[Requirement]
The lines to repeat are those below from the one containing "positive clicks: (451, 64) (435, 35)" down to the one containing "negative clicks: (503, 68) (389, 116)", both included; reproduce them exactly and nothing else.

[Source data]
Start of Block
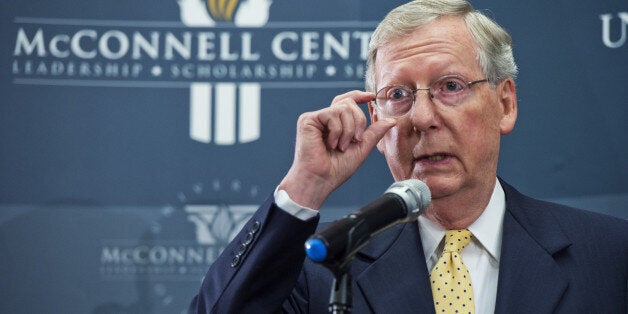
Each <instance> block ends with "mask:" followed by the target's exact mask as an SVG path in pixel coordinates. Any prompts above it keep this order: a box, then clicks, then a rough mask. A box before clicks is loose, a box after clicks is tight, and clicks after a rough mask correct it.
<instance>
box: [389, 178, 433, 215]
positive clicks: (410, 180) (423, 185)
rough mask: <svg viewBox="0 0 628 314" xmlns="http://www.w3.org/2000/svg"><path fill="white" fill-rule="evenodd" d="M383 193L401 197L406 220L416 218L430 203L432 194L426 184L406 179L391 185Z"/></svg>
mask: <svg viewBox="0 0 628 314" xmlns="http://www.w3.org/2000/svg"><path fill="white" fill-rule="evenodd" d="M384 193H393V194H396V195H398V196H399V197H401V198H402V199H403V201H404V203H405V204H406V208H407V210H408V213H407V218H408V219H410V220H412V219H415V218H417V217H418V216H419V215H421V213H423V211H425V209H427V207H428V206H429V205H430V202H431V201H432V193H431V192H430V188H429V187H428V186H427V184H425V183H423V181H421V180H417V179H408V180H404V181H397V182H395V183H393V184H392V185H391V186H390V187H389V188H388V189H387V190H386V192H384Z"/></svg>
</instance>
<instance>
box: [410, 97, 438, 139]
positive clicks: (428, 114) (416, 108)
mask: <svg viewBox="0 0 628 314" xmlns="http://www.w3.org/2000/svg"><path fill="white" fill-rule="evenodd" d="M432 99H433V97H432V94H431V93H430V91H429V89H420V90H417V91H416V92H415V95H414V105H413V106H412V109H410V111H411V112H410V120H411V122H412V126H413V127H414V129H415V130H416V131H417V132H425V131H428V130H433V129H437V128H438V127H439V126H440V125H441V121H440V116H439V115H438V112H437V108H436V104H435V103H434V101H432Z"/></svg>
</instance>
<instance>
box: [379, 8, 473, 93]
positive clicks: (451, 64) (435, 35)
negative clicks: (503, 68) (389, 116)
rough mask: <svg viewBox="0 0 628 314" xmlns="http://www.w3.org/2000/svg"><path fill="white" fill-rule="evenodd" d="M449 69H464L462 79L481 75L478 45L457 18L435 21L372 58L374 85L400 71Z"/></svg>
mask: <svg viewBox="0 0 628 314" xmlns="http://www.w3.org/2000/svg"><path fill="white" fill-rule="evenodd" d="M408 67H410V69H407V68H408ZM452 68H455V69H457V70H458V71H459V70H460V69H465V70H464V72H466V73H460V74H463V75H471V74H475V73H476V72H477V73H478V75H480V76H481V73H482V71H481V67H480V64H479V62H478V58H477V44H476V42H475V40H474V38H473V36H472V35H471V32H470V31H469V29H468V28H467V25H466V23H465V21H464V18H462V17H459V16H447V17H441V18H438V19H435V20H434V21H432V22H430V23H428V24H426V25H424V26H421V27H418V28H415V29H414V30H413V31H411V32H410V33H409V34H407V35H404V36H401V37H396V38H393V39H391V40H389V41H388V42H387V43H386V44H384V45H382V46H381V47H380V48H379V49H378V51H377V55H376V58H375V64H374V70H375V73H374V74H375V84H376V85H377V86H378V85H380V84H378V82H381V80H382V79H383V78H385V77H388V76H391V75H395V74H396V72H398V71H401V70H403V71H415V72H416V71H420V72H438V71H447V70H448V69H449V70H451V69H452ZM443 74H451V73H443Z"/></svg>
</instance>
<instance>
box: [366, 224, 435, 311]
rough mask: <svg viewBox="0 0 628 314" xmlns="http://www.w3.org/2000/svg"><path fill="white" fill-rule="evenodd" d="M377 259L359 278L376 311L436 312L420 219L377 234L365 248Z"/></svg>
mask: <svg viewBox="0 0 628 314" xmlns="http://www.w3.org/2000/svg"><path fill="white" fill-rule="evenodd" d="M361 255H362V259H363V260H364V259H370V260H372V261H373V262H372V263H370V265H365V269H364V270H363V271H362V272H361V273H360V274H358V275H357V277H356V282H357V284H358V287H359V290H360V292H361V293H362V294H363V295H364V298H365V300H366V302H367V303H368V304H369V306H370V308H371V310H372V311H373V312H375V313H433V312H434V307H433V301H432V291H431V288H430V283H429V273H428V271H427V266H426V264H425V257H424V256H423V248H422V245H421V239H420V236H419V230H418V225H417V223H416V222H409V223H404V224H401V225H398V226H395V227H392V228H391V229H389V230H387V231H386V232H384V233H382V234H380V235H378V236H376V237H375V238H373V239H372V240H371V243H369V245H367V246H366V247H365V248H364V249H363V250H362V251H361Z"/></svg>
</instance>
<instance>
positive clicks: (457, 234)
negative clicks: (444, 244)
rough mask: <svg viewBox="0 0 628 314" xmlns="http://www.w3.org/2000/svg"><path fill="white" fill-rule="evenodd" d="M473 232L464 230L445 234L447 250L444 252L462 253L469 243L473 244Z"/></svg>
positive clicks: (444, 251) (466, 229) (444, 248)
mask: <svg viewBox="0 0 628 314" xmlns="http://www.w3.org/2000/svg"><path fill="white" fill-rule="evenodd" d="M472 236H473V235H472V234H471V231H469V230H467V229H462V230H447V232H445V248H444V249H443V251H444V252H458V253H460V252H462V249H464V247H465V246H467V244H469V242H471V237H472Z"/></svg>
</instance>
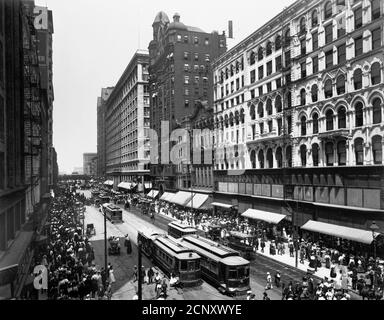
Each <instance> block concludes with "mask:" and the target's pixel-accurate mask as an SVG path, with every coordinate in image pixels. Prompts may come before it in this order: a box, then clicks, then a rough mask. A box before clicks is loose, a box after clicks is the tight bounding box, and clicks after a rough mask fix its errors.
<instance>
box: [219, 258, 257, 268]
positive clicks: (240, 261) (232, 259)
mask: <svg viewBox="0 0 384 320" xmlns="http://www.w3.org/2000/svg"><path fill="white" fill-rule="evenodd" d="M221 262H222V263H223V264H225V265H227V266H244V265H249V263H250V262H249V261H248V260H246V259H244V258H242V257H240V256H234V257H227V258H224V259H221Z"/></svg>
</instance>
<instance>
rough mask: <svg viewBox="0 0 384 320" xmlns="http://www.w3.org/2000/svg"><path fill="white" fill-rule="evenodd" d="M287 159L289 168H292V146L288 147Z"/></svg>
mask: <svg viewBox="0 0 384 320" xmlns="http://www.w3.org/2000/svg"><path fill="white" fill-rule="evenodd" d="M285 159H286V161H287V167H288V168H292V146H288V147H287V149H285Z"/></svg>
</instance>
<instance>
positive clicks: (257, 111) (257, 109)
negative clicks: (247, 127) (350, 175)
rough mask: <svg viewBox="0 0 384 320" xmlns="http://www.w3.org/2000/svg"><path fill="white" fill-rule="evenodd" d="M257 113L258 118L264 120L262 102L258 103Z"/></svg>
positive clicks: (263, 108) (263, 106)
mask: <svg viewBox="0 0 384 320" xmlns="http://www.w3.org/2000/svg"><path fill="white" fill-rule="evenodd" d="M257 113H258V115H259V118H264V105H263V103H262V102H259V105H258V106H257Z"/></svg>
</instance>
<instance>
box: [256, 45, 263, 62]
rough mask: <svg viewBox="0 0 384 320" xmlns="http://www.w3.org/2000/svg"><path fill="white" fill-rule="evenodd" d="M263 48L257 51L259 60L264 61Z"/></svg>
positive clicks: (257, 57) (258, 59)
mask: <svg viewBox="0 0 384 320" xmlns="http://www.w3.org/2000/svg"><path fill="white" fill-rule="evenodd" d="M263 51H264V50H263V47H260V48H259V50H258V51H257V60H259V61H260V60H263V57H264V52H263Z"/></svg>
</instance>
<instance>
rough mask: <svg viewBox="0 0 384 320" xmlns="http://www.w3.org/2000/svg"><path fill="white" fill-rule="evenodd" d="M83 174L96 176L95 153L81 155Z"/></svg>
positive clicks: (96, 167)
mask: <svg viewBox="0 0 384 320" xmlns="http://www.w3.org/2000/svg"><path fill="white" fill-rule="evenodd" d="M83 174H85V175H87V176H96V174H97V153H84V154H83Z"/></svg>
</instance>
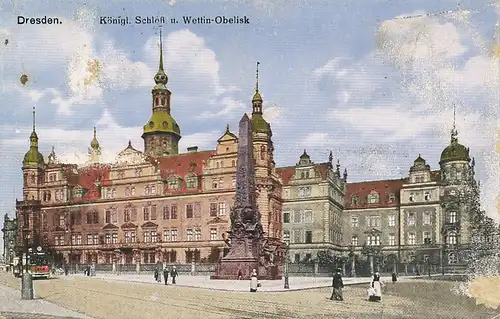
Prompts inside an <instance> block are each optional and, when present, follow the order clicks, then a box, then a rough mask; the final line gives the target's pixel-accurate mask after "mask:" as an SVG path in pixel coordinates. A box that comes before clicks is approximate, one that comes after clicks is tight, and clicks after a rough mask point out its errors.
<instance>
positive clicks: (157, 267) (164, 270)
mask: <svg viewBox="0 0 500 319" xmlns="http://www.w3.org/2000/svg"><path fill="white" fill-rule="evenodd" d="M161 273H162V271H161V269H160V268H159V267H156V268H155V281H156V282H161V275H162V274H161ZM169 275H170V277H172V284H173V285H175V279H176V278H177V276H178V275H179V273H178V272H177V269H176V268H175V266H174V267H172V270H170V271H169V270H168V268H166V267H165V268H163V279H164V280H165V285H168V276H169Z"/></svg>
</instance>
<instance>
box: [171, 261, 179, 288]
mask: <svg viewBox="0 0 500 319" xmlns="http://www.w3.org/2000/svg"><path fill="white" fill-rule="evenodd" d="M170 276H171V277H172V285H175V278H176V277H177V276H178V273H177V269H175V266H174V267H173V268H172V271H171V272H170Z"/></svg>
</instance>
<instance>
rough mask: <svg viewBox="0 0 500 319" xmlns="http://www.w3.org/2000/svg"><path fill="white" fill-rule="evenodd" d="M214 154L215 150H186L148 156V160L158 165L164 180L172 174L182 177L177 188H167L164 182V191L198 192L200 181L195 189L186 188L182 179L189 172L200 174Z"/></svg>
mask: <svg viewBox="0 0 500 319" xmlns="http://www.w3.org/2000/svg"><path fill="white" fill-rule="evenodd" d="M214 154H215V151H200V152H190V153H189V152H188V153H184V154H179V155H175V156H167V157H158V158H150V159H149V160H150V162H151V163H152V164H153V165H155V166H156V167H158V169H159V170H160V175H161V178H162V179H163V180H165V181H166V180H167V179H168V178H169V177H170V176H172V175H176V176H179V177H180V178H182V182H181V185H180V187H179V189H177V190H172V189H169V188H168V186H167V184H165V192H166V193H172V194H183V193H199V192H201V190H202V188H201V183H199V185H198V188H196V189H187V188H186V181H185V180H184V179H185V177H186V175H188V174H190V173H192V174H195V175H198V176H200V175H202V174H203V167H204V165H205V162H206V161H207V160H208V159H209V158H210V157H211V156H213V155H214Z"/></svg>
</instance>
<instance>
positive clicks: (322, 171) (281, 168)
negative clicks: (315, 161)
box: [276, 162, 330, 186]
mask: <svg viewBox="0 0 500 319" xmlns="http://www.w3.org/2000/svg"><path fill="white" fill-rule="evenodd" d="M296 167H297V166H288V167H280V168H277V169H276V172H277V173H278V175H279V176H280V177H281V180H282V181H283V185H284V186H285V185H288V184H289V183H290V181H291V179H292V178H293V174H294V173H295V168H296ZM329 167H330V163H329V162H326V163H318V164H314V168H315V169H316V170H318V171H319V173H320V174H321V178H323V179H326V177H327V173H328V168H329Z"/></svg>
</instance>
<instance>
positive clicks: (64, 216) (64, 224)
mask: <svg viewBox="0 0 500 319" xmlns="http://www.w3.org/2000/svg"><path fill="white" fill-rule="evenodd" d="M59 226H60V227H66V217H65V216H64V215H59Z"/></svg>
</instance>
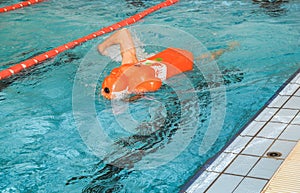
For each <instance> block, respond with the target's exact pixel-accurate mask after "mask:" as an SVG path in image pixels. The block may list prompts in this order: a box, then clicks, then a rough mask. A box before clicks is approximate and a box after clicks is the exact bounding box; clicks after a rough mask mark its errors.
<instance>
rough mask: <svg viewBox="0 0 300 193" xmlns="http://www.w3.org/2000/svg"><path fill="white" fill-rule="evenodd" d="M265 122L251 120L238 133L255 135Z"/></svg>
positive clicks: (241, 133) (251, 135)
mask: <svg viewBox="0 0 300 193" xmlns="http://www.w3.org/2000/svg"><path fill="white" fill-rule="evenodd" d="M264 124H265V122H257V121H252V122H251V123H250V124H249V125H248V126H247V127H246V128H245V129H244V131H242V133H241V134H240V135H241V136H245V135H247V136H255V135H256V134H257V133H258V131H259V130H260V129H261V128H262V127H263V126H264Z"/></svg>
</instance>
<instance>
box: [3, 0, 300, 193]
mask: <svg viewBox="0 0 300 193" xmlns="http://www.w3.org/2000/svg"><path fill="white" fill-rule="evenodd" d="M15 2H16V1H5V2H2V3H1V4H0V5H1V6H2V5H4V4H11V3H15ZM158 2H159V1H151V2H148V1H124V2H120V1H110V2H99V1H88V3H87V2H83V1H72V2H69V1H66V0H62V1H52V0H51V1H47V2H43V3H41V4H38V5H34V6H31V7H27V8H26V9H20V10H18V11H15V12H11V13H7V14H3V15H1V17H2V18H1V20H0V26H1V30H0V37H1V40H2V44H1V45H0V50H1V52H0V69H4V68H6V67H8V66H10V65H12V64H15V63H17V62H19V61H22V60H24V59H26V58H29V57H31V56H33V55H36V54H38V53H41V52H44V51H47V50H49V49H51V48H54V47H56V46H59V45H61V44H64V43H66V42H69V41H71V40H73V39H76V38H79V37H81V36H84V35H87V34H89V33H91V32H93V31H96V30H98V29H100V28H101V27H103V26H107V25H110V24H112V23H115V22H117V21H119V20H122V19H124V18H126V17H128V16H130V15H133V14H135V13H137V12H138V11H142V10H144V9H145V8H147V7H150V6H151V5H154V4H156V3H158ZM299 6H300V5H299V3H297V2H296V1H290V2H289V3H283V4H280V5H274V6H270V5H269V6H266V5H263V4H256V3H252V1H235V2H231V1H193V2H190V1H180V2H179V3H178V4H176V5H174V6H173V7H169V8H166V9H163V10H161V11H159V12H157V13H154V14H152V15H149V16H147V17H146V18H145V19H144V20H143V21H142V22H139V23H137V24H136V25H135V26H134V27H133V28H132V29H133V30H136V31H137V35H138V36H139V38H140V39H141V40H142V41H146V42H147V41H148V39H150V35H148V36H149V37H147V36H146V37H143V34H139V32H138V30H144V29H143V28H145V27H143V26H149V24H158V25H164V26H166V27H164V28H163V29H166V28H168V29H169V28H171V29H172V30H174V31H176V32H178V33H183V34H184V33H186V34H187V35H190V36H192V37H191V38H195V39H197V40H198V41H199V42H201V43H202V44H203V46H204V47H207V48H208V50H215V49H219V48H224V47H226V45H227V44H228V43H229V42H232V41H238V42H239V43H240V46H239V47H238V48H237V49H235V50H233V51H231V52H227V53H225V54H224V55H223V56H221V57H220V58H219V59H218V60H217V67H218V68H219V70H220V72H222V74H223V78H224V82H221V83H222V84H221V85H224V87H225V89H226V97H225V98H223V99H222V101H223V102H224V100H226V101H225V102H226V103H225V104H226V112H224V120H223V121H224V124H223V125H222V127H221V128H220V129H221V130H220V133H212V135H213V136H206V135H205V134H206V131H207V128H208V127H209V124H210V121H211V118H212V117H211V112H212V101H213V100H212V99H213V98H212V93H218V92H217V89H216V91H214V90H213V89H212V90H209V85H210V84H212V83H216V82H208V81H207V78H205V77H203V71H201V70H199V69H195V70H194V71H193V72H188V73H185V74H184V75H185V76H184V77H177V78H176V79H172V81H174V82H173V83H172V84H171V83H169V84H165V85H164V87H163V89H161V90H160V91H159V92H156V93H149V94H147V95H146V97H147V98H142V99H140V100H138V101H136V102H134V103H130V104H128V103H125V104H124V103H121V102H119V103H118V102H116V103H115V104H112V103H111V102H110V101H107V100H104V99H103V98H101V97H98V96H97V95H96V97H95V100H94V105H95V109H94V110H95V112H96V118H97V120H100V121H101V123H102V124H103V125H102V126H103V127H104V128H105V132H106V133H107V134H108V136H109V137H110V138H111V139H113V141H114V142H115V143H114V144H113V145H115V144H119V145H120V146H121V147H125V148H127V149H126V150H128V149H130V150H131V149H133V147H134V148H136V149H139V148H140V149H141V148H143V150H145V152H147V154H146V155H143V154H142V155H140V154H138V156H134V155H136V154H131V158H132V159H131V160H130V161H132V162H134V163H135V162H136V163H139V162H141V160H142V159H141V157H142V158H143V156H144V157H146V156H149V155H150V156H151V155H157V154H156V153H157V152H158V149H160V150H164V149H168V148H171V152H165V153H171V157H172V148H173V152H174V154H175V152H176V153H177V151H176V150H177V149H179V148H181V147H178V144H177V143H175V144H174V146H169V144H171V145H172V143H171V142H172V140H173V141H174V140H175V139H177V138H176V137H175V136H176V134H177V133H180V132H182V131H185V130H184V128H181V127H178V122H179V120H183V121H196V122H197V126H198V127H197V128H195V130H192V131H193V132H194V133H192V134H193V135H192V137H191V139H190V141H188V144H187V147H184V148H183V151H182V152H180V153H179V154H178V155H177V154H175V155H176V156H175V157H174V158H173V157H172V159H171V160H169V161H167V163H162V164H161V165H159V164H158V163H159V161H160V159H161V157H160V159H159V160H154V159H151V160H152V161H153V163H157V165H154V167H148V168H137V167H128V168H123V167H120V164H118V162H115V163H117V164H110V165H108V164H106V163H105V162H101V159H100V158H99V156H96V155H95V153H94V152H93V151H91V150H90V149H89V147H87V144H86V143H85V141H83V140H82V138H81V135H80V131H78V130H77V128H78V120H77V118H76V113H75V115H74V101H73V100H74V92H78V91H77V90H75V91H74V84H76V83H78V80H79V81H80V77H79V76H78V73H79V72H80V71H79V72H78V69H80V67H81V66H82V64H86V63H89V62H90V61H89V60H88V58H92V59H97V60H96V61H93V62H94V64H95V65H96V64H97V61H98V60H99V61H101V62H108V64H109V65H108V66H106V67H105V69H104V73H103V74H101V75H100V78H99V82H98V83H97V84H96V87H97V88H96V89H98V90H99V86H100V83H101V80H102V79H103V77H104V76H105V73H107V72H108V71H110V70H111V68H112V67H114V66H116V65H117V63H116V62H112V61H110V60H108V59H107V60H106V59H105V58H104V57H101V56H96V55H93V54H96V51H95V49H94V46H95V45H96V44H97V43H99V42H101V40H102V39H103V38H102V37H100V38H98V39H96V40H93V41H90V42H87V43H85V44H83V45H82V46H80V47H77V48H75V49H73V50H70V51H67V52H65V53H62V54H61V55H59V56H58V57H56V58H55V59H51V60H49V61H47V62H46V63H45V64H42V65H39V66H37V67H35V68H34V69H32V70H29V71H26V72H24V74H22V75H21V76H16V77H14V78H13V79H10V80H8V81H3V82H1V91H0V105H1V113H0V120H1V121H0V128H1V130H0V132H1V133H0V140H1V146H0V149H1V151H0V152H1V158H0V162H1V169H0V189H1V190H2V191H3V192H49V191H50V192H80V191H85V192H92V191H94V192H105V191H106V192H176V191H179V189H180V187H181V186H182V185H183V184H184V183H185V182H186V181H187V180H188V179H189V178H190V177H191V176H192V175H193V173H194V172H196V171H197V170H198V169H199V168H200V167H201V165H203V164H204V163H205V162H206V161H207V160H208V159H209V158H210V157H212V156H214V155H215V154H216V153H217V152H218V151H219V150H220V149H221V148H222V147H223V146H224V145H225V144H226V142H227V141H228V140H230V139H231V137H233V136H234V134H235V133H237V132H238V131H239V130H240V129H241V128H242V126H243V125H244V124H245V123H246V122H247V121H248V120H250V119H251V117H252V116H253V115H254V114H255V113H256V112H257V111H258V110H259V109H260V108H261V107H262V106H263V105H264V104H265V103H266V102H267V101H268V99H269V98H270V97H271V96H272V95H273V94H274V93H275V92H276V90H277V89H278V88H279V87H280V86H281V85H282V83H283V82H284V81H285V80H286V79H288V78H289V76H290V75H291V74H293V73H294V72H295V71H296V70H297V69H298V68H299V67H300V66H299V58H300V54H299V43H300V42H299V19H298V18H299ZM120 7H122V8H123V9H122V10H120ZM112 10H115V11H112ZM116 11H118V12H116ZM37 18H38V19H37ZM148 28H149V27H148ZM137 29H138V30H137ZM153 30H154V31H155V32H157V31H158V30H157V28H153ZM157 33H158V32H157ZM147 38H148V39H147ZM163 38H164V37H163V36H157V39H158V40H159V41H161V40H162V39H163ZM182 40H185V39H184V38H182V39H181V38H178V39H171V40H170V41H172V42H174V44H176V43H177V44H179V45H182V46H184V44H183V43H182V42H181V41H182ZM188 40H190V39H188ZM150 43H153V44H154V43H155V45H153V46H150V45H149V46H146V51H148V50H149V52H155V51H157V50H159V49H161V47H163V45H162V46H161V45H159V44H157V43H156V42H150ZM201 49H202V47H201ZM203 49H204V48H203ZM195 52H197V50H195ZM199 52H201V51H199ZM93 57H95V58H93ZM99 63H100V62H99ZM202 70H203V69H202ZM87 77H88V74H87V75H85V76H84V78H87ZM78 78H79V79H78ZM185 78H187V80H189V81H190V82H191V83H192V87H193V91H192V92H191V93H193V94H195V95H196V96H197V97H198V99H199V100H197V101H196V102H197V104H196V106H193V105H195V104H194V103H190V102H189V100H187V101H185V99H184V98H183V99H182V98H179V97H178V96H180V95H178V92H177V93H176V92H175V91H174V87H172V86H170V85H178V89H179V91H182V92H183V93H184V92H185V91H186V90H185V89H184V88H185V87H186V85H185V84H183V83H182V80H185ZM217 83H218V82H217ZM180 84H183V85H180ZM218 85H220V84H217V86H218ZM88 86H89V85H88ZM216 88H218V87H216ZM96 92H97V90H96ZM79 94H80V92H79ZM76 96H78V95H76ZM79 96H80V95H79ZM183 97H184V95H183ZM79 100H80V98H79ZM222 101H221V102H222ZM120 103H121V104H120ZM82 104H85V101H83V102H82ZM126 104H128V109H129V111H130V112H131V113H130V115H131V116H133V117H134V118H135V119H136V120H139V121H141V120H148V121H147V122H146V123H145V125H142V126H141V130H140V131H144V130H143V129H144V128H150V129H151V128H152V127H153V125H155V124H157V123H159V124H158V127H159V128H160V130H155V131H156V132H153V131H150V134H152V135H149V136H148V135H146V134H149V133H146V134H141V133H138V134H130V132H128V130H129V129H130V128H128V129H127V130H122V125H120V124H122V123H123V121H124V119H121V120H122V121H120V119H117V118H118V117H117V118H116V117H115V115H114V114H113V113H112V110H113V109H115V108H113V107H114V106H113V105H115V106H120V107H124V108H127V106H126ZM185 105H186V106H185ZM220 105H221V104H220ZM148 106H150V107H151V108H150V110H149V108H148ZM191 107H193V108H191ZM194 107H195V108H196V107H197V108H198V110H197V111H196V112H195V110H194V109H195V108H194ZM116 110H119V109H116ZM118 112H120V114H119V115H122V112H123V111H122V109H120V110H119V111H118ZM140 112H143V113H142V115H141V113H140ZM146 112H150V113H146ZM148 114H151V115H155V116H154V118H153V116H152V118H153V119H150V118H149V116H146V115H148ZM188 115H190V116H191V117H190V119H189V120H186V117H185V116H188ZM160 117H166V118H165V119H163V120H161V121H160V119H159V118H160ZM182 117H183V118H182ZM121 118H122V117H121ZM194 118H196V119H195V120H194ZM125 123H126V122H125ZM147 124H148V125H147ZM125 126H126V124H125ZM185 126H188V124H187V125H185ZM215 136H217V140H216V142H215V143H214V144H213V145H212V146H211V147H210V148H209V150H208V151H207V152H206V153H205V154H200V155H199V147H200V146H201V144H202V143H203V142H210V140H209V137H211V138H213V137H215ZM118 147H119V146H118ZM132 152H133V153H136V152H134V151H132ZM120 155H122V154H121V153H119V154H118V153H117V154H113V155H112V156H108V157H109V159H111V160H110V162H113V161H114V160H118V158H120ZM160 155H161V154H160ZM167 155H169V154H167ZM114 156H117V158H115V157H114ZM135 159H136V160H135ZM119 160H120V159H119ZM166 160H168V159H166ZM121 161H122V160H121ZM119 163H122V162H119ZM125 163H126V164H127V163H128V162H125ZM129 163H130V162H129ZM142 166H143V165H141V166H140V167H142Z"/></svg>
End of Block
[Your solution]
positive clicks: (451, 64) (435, 35)
negative clicks: (503, 68) (389, 116)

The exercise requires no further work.